-- begin Excerpted data --

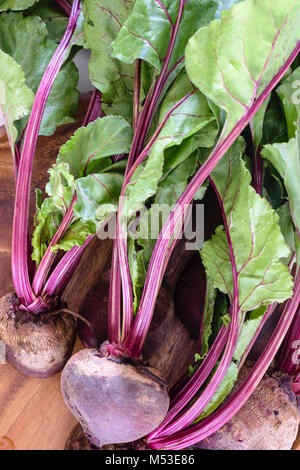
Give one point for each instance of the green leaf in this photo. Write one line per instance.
(208, 313)
(51, 211)
(274, 126)
(233, 59)
(150, 222)
(53, 17)
(15, 97)
(16, 4)
(147, 31)
(288, 231)
(114, 79)
(193, 115)
(286, 159)
(257, 242)
(87, 151)
(97, 196)
(289, 95)
(76, 235)
(225, 5)
(249, 328)
(26, 41)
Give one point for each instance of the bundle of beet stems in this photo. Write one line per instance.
(193, 94)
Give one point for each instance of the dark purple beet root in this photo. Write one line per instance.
(180, 256)
(114, 400)
(95, 309)
(269, 420)
(36, 345)
(167, 336)
(189, 297)
(78, 441)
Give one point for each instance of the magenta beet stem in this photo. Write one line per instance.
(227, 410)
(156, 268)
(21, 212)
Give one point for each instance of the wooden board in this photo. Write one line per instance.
(33, 415)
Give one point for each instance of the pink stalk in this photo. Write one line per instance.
(227, 410)
(114, 304)
(70, 260)
(187, 417)
(155, 271)
(192, 386)
(94, 110)
(137, 91)
(21, 213)
(266, 316)
(65, 6)
(62, 273)
(49, 256)
(141, 125)
(121, 236)
(289, 358)
(147, 113)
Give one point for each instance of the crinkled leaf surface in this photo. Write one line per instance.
(53, 17)
(103, 21)
(248, 331)
(185, 121)
(26, 41)
(147, 31)
(16, 4)
(15, 97)
(97, 196)
(224, 389)
(50, 212)
(285, 158)
(290, 97)
(87, 151)
(210, 299)
(233, 59)
(257, 242)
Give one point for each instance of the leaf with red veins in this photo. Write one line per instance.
(255, 237)
(234, 58)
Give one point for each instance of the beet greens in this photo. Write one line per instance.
(243, 258)
(187, 95)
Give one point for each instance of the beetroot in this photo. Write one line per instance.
(36, 345)
(78, 441)
(166, 339)
(116, 400)
(269, 420)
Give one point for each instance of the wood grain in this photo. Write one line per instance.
(33, 415)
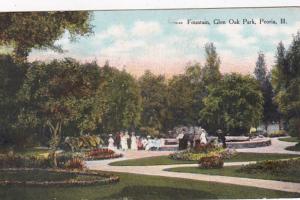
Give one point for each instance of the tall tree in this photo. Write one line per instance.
(55, 94)
(24, 31)
(11, 79)
(186, 92)
(122, 95)
(211, 70)
(264, 78)
(154, 101)
(234, 105)
(286, 80)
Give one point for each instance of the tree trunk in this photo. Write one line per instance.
(55, 134)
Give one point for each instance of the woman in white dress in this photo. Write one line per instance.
(124, 141)
(111, 142)
(133, 141)
(203, 139)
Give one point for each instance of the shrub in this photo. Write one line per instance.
(201, 151)
(18, 161)
(82, 142)
(75, 163)
(211, 161)
(100, 154)
(278, 133)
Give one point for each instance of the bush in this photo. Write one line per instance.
(70, 160)
(75, 163)
(100, 154)
(278, 133)
(193, 155)
(82, 142)
(211, 162)
(294, 127)
(18, 161)
(277, 167)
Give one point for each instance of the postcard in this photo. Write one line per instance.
(185, 103)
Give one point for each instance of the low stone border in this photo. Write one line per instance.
(249, 144)
(109, 178)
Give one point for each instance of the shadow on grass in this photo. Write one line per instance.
(153, 192)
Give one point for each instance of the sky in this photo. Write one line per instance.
(139, 40)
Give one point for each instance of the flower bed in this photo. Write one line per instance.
(18, 161)
(101, 154)
(211, 162)
(80, 178)
(279, 133)
(278, 167)
(202, 151)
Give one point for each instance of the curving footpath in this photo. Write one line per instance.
(159, 170)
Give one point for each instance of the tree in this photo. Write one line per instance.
(154, 101)
(54, 95)
(11, 79)
(233, 106)
(264, 78)
(185, 96)
(286, 80)
(122, 95)
(211, 70)
(24, 31)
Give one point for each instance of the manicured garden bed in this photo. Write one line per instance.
(294, 148)
(290, 139)
(102, 154)
(142, 187)
(53, 177)
(165, 160)
(266, 170)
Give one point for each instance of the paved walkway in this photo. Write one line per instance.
(276, 147)
(159, 170)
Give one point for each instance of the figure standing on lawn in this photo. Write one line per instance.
(118, 140)
(124, 144)
(133, 141)
(203, 139)
(111, 142)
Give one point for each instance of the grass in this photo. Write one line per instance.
(35, 175)
(143, 187)
(294, 148)
(26, 152)
(233, 171)
(290, 139)
(165, 160)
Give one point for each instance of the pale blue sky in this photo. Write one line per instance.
(137, 40)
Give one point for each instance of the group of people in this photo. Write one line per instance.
(191, 137)
(124, 141)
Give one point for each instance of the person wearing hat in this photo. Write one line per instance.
(133, 145)
(111, 142)
(221, 137)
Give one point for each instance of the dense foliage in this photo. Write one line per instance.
(24, 31)
(263, 76)
(234, 105)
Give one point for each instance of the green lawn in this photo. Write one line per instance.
(142, 187)
(26, 152)
(233, 171)
(165, 160)
(290, 139)
(294, 148)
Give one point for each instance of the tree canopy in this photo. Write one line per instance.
(263, 77)
(24, 31)
(154, 101)
(234, 105)
(286, 81)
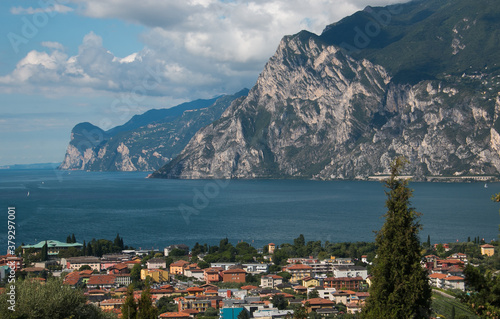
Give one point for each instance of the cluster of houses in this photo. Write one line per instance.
(332, 282)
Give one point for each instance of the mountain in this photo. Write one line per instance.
(146, 142)
(418, 79)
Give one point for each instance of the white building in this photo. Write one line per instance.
(350, 271)
(270, 281)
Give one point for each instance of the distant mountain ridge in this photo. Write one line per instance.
(424, 84)
(146, 142)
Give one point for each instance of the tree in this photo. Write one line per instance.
(135, 273)
(50, 300)
(145, 307)
(313, 294)
(129, 306)
(279, 302)
(243, 314)
(44, 254)
(166, 304)
(85, 267)
(400, 288)
(211, 312)
(300, 313)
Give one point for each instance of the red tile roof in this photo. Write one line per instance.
(101, 280)
(249, 287)
(179, 263)
(235, 271)
(272, 276)
(454, 278)
(299, 267)
(174, 315)
(437, 275)
(318, 301)
(299, 287)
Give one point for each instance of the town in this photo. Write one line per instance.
(299, 280)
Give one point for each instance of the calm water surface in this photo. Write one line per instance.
(152, 213)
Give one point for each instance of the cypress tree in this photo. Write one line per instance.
(146, 310)
(129, 307)
(90, 252)
(44, 253)
(400, 288)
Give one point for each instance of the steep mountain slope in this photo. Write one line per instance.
(326, 109)
(146, 142)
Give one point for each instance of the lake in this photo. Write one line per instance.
(154, 213)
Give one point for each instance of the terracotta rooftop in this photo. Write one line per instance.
(101, 280)
(318, 301)
(235, 271)
(299, 267)
(454, 278)
(249, 287)
(179, 263)
(437, 275)
(174, 315)
(272, 276)
(299, 287)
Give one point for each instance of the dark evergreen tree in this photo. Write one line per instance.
(243, 314)
(400, 288)
(44, 254)
(129, 307)
(146, 310)
(279, 302)
(90, 251)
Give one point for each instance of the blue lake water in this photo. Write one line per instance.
(154, 213)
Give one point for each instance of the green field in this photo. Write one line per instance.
(442, 308)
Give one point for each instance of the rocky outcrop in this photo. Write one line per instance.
(146, 142)
(316, 112)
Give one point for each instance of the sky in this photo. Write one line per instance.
(102, 61)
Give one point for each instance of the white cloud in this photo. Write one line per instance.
(53, 45)
(57, 8)
(198, 48)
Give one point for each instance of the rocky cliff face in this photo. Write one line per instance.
(145, 143)
(317, 112)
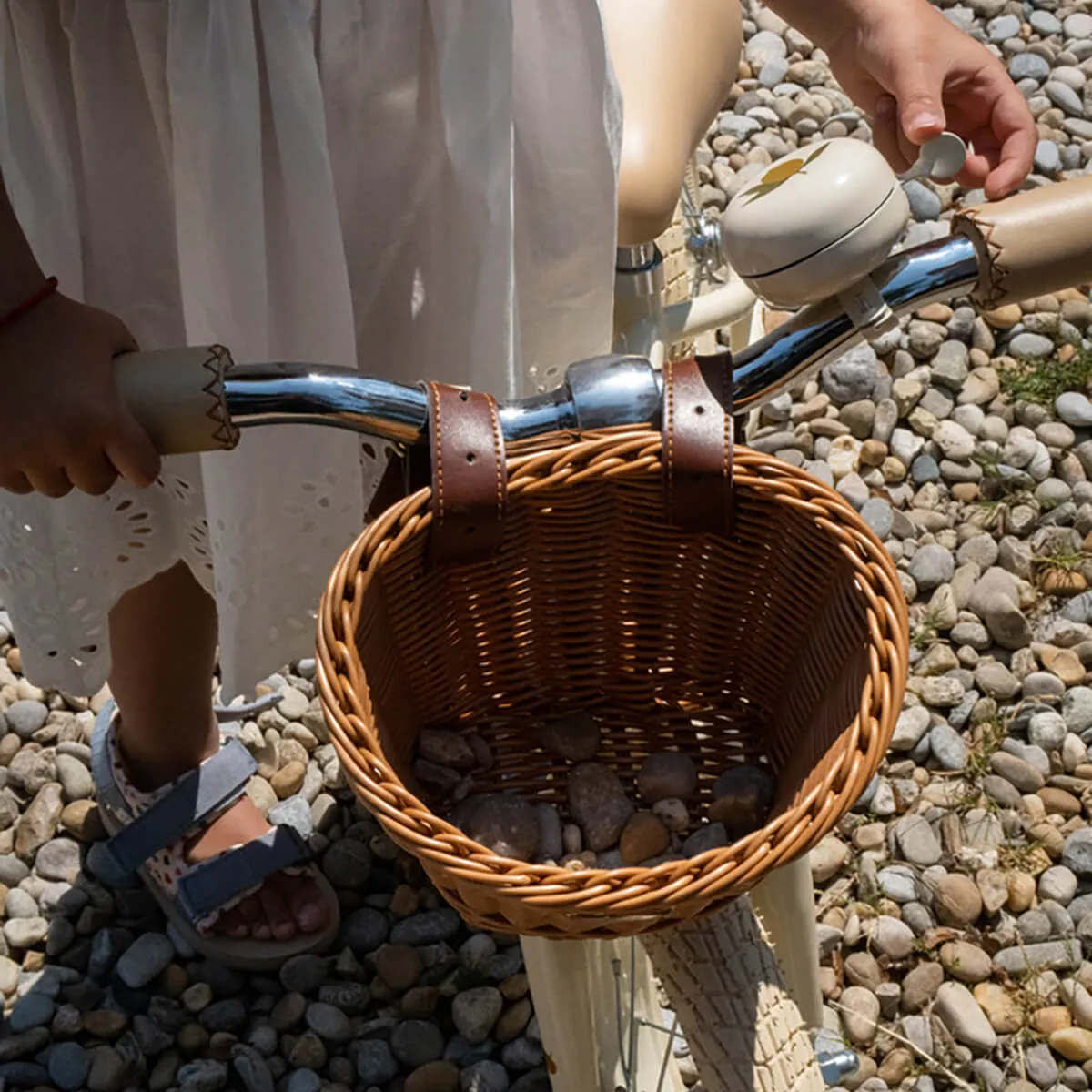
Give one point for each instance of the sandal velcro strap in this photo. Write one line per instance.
(197, 797)
(235, 874)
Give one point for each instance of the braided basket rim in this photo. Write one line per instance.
(672, 889)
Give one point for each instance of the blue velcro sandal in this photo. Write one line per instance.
(148, 833)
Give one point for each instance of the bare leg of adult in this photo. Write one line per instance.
(163, 642)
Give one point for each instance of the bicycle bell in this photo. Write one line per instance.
(816, 223)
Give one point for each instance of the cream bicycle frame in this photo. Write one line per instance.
(596, 1000)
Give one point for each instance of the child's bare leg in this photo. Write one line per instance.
(163, 642)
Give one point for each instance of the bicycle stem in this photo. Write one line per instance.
(604, 391)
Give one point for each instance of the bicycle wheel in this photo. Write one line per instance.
(725, 986)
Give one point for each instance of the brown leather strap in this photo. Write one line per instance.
(1032, 244)
(470, 479)
(698, 440)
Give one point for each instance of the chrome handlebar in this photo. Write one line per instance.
(604, 391)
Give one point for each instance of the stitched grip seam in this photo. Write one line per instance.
(670, 420)
(498, 451)
(435, 390)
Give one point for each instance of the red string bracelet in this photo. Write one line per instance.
(30, 304)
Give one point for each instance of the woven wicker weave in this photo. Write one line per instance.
(786, 643)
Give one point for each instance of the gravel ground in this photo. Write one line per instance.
(956, 901)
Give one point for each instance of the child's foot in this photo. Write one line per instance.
(285, 905)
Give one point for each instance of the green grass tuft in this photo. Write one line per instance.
(1042, 380)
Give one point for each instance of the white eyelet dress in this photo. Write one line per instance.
(413, 188)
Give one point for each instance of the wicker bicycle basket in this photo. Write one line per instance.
(782, 642)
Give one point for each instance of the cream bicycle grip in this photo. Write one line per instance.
(177, 396)
(1032, 244)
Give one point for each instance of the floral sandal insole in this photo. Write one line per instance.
(148, 834)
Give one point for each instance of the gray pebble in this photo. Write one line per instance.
(304, 1080)
(296, 813)
(146, 958)
(25, 718)
(375, 1063)
(948, 747)
(202, 1075)
(1029, 66)
(68, 1066)
(416, 1042)
(32, 1010)
(1027, 345)
(431, 927)
(304, 975)
(485, 1076)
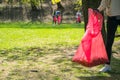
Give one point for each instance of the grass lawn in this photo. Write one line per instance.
(35, 51)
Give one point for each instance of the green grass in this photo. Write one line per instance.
(35, 51)
(38, 35)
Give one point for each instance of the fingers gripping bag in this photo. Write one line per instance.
(91, 51)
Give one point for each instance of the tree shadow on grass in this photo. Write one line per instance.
(113, 74)
(30, 25)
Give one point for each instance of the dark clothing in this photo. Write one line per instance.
(112, 24)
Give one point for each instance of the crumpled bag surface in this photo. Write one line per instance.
(91, 51)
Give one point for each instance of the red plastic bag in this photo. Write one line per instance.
(91, 51)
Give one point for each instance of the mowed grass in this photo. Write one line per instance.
(38, 35)
(35, 51)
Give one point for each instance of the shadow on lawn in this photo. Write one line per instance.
(93, 75)
(113, 75)
(40, 26)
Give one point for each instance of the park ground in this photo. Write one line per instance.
(35, 51)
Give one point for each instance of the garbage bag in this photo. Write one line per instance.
(55, 1)
(91, 51)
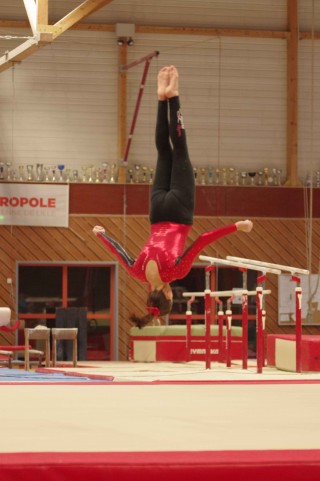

-- end Excerpted data --

Edit everything from the line containing "Give one point for each instance of the park" down to the end of the lines, putting "trash bag" in place of "garbage bag" and changing nothing else. Omit the pictures from your answer.

• **Response**:
Give one point for each instance of the park ground in this photo. Write one line per instance.
(35, 51)
Give one point for each instance of the trash bag in this photo. Write one line per instance.
(55, 1)
(91, 51)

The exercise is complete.